Set problem. Could you turn the data into a JSON list of strings, one string per line with blank lines left out, beginning at the first line and stopping after the line that has "[[88, 101], [59, 96]]"? Leave the pictures out of the list.

---------- Information given

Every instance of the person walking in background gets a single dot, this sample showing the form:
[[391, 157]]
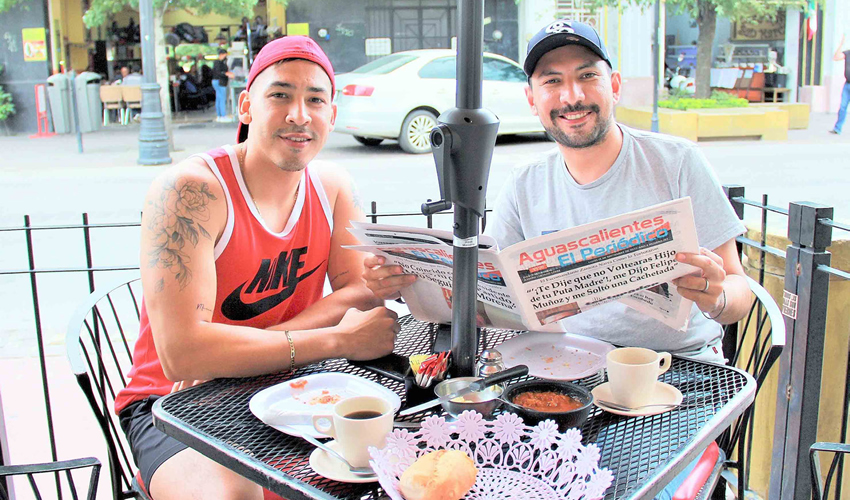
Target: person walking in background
[[845, 93], [221, 75]]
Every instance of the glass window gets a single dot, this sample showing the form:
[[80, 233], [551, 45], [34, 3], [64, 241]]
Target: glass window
[[384, 65], [503, 71], [444, 67]]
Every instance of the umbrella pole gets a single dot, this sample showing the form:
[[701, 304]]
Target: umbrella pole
[[462, 145]]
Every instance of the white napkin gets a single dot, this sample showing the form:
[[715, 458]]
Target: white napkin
[[277, 415]]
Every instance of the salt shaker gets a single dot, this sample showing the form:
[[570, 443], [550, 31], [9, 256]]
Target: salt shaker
[[489, 362]]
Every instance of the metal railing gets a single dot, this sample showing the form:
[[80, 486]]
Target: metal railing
[[805, 307], [806, 284]]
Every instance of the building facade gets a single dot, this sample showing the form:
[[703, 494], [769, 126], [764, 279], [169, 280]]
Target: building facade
[[353, 32]]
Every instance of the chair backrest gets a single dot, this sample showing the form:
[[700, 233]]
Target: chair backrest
[[758, 345], [132, 94], [66, 466], [820, 487], [111, 94], [99, 344]]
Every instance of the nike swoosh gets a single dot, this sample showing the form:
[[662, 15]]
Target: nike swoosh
[[234, 309]]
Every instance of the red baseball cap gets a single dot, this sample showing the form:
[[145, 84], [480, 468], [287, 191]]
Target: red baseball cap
[[288, 47]]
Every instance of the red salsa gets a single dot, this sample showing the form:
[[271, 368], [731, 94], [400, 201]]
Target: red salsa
[[547, 401]]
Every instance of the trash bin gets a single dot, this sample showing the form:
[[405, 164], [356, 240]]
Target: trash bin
[[88, 101], [59, 96]]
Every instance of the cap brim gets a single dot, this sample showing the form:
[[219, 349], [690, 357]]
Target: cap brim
[[552, 43]]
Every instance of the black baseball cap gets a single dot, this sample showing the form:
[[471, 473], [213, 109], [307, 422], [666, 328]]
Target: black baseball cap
[[559, 33]]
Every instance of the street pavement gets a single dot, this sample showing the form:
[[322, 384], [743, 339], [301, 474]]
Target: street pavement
[[54, 184]]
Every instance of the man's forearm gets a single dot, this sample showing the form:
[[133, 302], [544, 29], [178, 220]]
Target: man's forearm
[[330, 309], [738, 299]]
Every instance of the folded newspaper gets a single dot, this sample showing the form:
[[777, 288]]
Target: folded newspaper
[[533, 284]]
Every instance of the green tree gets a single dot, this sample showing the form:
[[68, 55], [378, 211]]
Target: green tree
[[100, 11], [705, 12]]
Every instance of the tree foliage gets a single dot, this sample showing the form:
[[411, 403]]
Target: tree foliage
[[734, 10], [6, 5], [705, 13]]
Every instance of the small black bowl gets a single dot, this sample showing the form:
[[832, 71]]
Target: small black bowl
[[564, 419]]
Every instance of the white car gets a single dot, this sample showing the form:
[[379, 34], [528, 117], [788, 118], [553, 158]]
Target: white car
[[399, 96]]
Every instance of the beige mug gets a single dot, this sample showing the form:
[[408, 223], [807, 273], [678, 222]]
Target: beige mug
[[357, 423], [633, 374]]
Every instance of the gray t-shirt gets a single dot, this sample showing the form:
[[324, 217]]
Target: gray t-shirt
[[541, 197]]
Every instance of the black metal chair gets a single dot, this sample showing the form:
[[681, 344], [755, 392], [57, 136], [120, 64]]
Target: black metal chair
[[820, 487], [756, 348], [65, 466], [100, 355]]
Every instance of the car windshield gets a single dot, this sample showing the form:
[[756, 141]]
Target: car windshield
[[384, 65]]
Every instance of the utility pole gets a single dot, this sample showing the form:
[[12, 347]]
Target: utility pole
[[153, 139], [655, 51]]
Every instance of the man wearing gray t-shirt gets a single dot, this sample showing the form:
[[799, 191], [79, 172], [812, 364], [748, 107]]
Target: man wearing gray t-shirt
[[601, 169]]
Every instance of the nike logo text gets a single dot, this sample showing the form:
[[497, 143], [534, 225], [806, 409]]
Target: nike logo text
[[268, 277]]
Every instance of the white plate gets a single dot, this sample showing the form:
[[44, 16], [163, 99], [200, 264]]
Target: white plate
[[664, 394], [302, 395], [555, 356], [330, 467]]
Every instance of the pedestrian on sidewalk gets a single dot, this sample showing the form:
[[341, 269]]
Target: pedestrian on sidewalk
[[221, 76], [845, 93]]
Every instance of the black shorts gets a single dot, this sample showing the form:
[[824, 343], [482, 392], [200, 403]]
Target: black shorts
[[150, 446]]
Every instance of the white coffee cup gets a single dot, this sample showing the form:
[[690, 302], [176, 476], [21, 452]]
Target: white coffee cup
[[356, 424], [633, 374]]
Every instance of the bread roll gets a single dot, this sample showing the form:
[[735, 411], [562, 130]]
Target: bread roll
[[439, 475]]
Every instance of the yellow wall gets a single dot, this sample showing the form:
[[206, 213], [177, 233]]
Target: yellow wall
[[69, 14]]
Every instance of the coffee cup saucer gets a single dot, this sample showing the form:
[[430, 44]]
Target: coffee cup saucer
[[330, 467], [665, 394]]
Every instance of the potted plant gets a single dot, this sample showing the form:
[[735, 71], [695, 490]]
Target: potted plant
[[7, 107]]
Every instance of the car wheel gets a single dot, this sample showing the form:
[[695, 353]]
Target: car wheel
[[368, 141], [416, 132]]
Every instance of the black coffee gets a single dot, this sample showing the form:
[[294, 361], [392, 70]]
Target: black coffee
[[363, 414]]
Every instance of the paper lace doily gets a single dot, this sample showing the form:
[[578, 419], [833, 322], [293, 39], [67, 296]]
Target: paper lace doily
[[514, 461]]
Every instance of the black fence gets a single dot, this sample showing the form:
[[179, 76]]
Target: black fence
[[804, 304]]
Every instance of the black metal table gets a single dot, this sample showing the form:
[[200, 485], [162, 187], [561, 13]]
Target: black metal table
[[644, 453]]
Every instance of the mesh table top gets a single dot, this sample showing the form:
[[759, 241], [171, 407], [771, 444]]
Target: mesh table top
[[644, 453]]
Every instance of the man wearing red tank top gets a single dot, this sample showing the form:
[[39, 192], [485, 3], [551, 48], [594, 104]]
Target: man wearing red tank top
[[235, 247]]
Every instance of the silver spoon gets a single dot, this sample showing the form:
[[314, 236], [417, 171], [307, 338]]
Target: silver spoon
[[359, 471]]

--------------------

Complete answer.
[
  "Every instance of the person walking in background gets a single dot, this sample showing the form:",
  "[[391, 157]]",
  "Target: person walking in background",
  "[[845, 93], [221, 75]]",
  "Every instance of the glass window gets a single dot, this sample showing the form:",
  "[[80, 233], [551, 45], [34, 3], [64, 241]]",
  "Target: glass window",
  "[[384, 65], [503, 71], [444, 67]]",
  "Every instance of the umbrella pole gets a single dot, this sample showing the form:",
  "[[701, 304]]",
  "Target: umbrella pole",
  "[[462, 145]]",
  "Every instance of the white napkin gets a single dot, this sample showing the form:",
  "[[715, 458]]",
  "Target: white napkin",
  "[[277, 415]]",
  "Every instance of the salt shaker gets a single dot, this sample showing the form:",
  "[[570, 443], [550, 31], [9, 256]]",
  "Target: salt shaker",
  "[[489, 362]]",
  "Every instance of the metal railing gets a single dot, this sample showing the form:",
  "[[80, 486]]",
  "Target: metal railing",
  "[[805, 307], [806, 284]]",
  "Every instance of the building facade gets a single dot, this sample showing the form:",
  "[[703, 494], [769, 126], [764, 279], [169, 280]]",
  "Target: building facade",
  "[[353, 32]]",
  "Every instance of the chair backrest gets a single dot, this sample showing the form:",
  "[[700, 233]]",
  "Target: chair backrest",
  "[[758, 345], [132, 94], [66, 466], [820, 487], [111, 94], [99, 344]]",
  "Every instance of the nike swoosh gets a single dot, this sample showing the form:",
  "[[662, 15]]",
  "Target: nike swoosh",
  "[[234, 309]]",
  "Every instance of the red baseball cap gets a single dot, this sample showing the form:",
  "[[145, 84], [480, 468], [287, 191]]",
  "Target: red baseball cap",
  "[[288, 47]]",
  "Every instance of the red salsa gets a single dot, this sample showing the form:",
  "[[271, 368], [731, 94], [400, 201]]",
  "Target: red salsa",
  "[[547, 401]]",
  "Every instance of the trash bin gets a single dot, this sample showing the form:",
  "[[405, 164], [356, 240]]",
  "Target: trash bin",
  "[[88, 101], [59, 96]]"
]